▶ **PROBLEM TO SOLVE**
Please answer from the Lovick P. Thomas biography: on what date did he marry Martha Ann Fullwood Bedell?

::: EXCERPTED PASSAGE :::

Lovick P. Thomas (May 12, 1812 – May 24, 1878), was a quartermaster in the Confederate Army of the Confederate States of America, 1861–1863 and the father of famed American Old West Deputy U.S. Marshal Heck Thomas. His brother was Confederate Army Brigadier General Edward Lloyd Thomas.

Biography
Lovick Pierce Thomas was born in Clarke County, Georgia in 1812 and was the son of Edward L. Thomas and Mary Hogue. On May 6, 1834 in Clark County, he married a widow with three children, Martha Ann Fullwood Bedell (1810–1870). They had five children, three girls and two boys.  The youngest was Heck Thomas and the oldest, Lovick Pierce Thomas, II who served as an officer in the 42nd George Infantry during the American Civil War.

::: ENTRIES SUPPLIED :::

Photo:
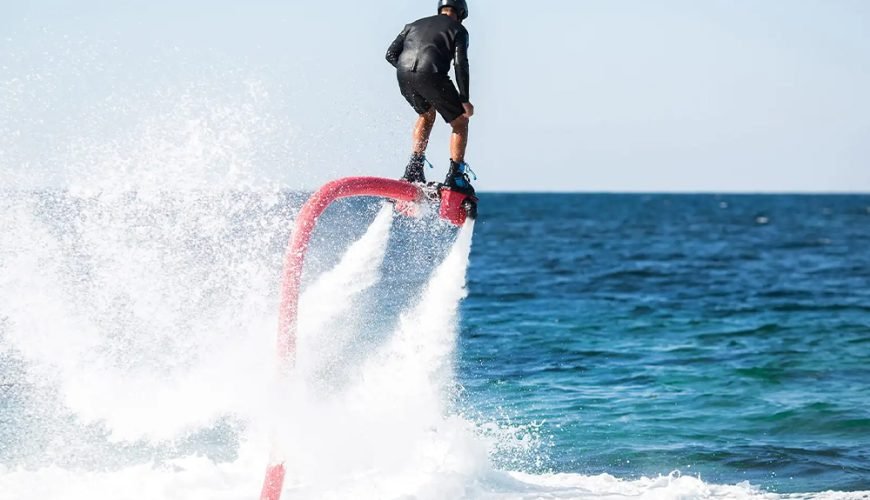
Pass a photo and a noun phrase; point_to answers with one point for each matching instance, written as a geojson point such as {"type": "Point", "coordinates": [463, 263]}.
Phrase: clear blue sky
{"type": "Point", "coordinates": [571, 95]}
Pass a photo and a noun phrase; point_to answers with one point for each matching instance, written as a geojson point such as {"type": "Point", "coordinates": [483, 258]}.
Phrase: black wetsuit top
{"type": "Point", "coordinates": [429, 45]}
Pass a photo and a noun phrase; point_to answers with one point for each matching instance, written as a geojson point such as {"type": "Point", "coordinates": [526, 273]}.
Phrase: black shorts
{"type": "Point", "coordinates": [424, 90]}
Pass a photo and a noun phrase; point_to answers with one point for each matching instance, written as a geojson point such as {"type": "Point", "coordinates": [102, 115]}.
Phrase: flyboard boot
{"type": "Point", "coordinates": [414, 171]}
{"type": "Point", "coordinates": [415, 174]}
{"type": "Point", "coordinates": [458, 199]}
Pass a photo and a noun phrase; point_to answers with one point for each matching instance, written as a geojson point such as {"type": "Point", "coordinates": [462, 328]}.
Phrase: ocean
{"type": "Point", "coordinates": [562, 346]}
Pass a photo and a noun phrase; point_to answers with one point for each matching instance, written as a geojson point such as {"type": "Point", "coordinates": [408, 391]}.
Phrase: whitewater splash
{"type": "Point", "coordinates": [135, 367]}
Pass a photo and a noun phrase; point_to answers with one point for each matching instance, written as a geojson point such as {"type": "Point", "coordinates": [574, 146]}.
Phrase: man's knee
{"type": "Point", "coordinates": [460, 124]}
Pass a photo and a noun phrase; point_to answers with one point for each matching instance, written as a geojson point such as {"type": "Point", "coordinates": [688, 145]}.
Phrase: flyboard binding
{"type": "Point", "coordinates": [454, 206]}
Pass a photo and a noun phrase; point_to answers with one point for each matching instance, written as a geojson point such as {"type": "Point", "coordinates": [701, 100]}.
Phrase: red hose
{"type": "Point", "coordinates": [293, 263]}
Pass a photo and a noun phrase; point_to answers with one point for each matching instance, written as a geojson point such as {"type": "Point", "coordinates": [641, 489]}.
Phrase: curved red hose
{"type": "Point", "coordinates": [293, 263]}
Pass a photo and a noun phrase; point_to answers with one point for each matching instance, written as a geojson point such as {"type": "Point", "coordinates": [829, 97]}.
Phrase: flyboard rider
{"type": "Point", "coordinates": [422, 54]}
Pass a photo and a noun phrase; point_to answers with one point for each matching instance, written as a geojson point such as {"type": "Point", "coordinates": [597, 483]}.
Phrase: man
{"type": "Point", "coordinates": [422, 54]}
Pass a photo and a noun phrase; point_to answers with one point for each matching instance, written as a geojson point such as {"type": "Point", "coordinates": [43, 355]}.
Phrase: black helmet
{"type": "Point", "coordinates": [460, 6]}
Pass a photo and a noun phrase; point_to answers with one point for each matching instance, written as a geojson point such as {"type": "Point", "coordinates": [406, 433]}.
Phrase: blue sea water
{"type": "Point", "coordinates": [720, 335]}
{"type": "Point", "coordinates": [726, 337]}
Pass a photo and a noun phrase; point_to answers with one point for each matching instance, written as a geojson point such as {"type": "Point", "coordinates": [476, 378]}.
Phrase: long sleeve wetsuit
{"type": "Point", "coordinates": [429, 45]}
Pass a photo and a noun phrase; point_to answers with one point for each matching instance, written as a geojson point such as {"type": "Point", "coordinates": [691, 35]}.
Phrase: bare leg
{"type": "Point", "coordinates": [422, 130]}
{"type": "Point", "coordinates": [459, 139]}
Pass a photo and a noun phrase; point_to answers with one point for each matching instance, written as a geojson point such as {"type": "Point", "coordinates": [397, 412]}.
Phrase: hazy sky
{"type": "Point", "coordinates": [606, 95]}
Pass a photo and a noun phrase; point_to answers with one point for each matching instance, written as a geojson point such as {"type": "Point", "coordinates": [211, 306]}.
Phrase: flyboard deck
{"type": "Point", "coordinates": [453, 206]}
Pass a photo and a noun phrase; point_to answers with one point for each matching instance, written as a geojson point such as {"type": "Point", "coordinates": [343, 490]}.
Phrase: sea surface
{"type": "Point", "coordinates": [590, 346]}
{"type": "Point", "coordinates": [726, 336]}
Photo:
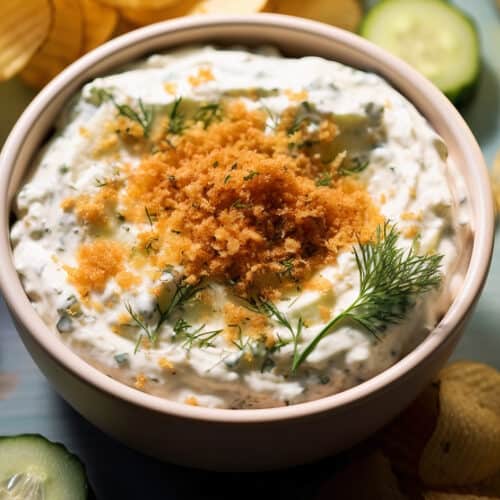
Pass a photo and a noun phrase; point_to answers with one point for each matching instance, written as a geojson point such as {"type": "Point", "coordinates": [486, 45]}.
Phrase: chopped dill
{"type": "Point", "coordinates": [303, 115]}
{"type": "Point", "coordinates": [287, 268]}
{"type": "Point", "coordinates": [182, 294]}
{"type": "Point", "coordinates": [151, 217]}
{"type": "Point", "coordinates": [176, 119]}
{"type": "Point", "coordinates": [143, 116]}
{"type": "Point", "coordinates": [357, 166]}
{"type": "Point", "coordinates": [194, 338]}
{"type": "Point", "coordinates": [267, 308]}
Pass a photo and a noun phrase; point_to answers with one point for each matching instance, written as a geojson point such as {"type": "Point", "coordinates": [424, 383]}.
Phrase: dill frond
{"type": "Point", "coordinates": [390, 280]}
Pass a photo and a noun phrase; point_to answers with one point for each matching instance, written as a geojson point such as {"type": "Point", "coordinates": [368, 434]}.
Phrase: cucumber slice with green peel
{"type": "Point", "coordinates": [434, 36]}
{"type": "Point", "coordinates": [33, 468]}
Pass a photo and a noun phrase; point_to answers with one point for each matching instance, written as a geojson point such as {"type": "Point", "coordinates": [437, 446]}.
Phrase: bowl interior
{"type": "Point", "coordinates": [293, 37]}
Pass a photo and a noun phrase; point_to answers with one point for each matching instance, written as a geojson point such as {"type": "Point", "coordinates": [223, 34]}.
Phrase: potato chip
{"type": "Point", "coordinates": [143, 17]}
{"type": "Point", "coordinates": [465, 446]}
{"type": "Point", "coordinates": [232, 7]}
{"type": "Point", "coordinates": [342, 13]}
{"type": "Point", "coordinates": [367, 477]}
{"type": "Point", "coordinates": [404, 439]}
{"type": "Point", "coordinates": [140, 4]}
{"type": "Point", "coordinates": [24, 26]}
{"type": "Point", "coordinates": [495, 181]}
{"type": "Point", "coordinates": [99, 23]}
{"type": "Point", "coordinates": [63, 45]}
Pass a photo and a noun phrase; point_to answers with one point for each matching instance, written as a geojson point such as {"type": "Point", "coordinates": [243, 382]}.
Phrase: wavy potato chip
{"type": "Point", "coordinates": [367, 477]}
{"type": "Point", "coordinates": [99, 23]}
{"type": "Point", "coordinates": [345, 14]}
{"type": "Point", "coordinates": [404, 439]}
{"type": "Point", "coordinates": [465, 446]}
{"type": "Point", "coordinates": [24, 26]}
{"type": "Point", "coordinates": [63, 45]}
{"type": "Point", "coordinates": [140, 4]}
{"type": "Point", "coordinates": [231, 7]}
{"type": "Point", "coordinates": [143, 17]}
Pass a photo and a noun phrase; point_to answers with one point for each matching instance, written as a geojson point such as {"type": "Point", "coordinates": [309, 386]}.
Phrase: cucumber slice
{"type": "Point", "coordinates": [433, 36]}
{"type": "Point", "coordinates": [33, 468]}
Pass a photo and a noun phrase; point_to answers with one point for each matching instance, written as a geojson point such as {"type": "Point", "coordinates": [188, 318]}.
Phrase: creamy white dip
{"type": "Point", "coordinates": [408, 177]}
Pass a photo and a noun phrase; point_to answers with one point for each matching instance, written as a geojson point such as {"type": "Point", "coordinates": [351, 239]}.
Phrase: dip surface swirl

:::

▶ **EXERCISE RESULT**
May 6, 1834